**REQUIREMENT**. Your answer should consist only of the lines from the line containing "Q: Point to one spot on each instance of the seed" through the last line below, each repeated exactly.

**MATERIAL TO PROCESS**.
○ ○ ○

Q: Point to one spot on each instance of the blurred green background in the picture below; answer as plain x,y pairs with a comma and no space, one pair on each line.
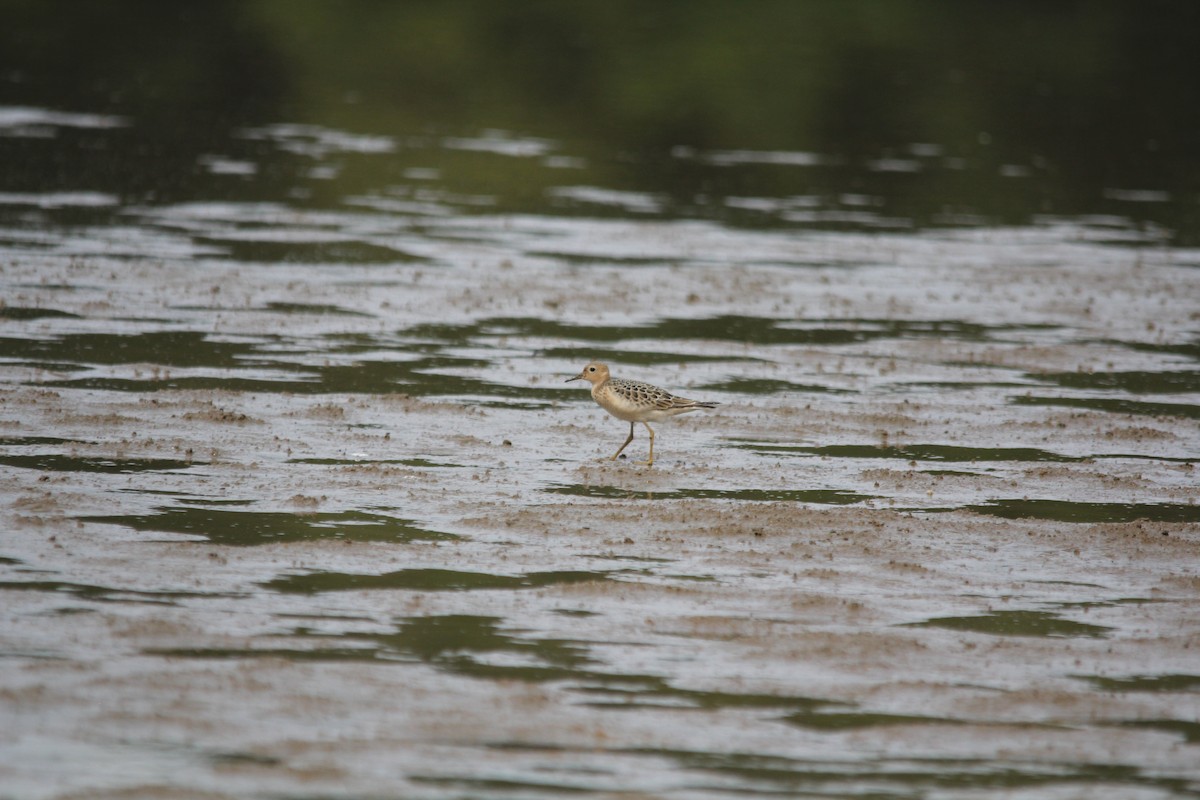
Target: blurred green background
925,112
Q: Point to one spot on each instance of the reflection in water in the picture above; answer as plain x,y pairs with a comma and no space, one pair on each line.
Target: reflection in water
346,248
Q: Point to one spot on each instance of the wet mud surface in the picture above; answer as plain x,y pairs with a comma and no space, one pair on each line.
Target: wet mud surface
287,528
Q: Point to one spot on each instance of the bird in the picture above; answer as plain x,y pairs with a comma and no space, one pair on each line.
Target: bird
635,402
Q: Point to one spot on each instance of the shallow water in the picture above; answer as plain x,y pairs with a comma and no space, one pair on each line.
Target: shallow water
298,504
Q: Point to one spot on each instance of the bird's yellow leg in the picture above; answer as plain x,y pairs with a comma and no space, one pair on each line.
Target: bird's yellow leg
648,462
627,441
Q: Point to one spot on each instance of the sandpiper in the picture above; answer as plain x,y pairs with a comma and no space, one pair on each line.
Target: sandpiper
634,402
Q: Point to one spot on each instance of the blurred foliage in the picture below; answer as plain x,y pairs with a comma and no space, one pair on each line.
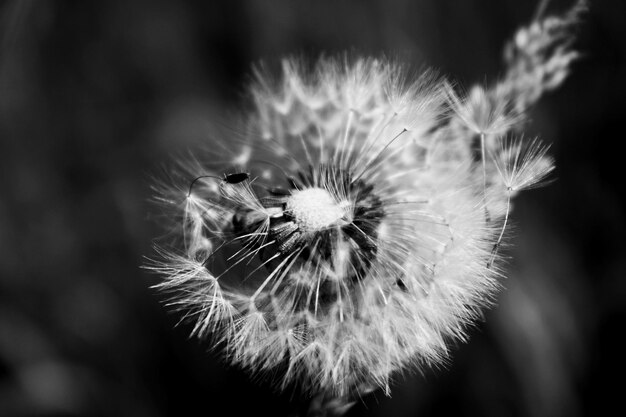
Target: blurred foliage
96,96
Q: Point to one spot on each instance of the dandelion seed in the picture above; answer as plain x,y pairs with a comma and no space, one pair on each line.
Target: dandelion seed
361,234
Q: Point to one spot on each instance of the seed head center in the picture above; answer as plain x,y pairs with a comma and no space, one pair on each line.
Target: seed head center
314,209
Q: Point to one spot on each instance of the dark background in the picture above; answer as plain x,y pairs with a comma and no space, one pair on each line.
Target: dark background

○ ○ ○

**TASK OUTPUT**.
Q: Point to one spot on each instance of the seed head center in the picture above; answer as plain x,y pairs with a comma and no space, one pair on each line.
Target: seed head center
314,209
Q: Point to one spot on each instance of the dark background in the picture above; answer as plain x,y pairs with a comma and no space, one pair on each line.
Target: dark background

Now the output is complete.